• _Source_:
::::::

Son recueil se veut un hommage à Virginie Despentes, Catherine Breillant, Léa Pool, Chantal Akerman, Lotte Reiniger, Agnès Varda, Julia Pott et plusieurs autres. On y trouve des allusions à leurs univers cinématographiques sans que les films soient forcément nommés.
Au sujet de Germaine Dulac, que l'histoire semble avoir oublié malgré sa grande contribution au septième art et son implication pour le droit des femmes, Carol-Ann écrit: «cinéma d'infortune / en noir et blanc / sur pellicule / genre années 20 / allure impressionniste / de l'avant-garde en retard / manœuvre burlesque / d'un suicide vivant / les femmes cinéastes meurent / avant qu'elles ne vivent.»
Autre exemple, cette fois sur Kathryn Bigelow, première femme à recevoir l'Oscar du meilleur réalisateur pour le film de guerre Démineurs en 2010: «explosion / émulsion d'hémoglobine / pour tout finir / en film de genre.»
«Mon recueil est un hommage aux femmes cinéastes, mais c'est aussi une œuvre intime parce que j'aborde leur travail cinématographique à travers ma perception. J'ai voulu mettre en valeur les sensations synesthésiques que j'ai ressenties en voyant leurs films», explique Carol-Ann, dont le recueil comprend aussi des réflexions sur le vide, l'existence, le réel et le désir, entre autres thèmes.

::::::

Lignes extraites
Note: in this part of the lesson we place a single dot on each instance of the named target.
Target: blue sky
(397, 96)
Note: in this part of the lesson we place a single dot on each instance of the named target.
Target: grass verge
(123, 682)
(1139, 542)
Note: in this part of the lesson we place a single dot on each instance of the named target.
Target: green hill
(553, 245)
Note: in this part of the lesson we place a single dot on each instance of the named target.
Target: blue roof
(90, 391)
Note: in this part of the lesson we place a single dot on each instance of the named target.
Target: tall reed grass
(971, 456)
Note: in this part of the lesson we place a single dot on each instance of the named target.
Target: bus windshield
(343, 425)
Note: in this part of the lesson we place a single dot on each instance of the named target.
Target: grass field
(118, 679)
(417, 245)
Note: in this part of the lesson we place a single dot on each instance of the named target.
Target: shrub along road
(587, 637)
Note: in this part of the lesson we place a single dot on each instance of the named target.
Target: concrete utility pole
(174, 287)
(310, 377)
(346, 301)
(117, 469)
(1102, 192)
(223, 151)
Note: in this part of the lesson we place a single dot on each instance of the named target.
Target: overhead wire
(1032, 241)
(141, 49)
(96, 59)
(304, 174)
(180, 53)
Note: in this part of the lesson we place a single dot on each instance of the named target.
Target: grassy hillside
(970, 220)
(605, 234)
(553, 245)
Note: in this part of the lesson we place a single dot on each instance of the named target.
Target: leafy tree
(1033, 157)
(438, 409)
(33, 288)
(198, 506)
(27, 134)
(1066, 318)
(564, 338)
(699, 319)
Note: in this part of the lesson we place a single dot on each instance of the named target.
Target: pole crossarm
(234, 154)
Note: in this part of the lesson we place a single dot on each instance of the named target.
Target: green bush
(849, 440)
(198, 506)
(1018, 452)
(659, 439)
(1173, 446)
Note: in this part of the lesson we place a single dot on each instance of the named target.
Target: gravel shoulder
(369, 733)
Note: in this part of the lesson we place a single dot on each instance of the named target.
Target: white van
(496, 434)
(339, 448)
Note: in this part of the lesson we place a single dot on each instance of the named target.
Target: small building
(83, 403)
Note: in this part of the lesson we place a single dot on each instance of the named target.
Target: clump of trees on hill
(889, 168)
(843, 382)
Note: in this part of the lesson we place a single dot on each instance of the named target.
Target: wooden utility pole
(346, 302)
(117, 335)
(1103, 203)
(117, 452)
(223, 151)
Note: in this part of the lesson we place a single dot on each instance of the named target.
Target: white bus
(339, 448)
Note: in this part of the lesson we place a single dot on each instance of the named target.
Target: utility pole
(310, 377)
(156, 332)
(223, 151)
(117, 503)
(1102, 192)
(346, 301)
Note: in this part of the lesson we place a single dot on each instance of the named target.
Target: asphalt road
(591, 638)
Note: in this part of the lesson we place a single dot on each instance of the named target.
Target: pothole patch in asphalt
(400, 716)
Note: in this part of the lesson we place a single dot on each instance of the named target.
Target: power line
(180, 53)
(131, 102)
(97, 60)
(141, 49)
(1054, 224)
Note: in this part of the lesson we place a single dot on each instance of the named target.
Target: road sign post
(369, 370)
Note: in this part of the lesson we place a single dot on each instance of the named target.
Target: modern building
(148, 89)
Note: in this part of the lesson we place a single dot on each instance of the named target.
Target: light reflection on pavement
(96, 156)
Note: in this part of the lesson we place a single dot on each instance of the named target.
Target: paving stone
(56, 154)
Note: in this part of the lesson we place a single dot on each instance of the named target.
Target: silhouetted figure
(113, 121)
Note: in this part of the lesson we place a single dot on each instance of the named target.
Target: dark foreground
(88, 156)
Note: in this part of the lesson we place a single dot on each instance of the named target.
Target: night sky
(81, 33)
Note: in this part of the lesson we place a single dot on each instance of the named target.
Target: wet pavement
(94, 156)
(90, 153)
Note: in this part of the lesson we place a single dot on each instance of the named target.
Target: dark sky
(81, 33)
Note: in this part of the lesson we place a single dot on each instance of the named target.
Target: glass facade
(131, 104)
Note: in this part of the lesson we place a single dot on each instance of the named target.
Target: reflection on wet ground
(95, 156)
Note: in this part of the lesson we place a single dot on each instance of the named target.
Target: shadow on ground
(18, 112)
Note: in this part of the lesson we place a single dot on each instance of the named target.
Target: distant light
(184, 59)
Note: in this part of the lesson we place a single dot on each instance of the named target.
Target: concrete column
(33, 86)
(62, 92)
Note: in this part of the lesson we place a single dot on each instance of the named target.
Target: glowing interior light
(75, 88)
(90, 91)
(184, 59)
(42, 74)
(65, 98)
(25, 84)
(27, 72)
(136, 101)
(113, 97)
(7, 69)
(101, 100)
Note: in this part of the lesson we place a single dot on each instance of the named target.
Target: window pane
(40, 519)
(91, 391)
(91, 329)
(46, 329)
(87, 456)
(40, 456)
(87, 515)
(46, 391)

::::::

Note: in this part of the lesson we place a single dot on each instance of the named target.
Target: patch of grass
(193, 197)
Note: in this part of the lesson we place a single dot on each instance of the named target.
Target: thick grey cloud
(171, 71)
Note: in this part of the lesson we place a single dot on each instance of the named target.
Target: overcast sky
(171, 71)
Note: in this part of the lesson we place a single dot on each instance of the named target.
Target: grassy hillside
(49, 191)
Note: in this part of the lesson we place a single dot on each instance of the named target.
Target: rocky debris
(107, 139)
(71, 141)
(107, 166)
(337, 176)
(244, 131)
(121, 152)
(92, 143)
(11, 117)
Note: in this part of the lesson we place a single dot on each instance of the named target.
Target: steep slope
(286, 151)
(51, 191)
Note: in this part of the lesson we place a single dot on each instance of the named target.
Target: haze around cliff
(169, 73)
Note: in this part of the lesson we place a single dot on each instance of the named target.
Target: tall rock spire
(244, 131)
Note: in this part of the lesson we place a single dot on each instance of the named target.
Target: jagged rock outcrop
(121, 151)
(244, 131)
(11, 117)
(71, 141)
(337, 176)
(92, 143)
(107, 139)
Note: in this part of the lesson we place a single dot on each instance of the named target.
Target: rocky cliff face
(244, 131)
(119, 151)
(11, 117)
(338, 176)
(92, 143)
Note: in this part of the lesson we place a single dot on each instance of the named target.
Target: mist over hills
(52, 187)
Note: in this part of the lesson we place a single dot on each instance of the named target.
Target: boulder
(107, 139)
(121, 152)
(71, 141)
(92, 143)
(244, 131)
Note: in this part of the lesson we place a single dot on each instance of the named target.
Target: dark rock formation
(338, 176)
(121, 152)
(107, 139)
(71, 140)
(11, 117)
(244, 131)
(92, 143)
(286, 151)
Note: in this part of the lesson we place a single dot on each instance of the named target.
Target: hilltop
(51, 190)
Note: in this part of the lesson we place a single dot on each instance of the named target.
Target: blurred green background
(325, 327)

::::::

• _Actions demandées_:
#1 Dressez la liste de toutes les lignes des données où figure le mot « tall », en les recopiant telles quelles.
#2 Poursuivez le texte source sur le recueil en hommage aux femmes cinéastes, à la suite de sa dernière phrase.

• _Réponses finales_:
#1
Target: tall reed grass
Target: tall rock spire

#2
L'auteure brûle d'impatience de partager des extraits de son livre lors de la Nuit de la poésie, elle qui vivra sa toute première lecture publique. «Le contexte sanitaire n'a pas permis de tenir un lancement en personne de mes deux recueils, Pussy Ghost et Sanités. Je vais enfin rencontrer des poètes et des poétesses dans un événement littéraire. Ça va faire du bien de rencontrer cette communauté et un public qui s'intéresse à la poésie.»
À l'instar de Carol-Ann Belzil-Normand, plusieurs artistes étudiants ou diplômés de l'Université Laval participeront à l'événement, dont Anne-Julie Royer, Mattia Scarpulla et Anne-Marie Desmeules.
La Nuit de la poésie débute à 20h au Musée national des beaux-arts du Québec. Elle sera diffusée en direct pour ceux qui désirent assister virtuellement à l'événement.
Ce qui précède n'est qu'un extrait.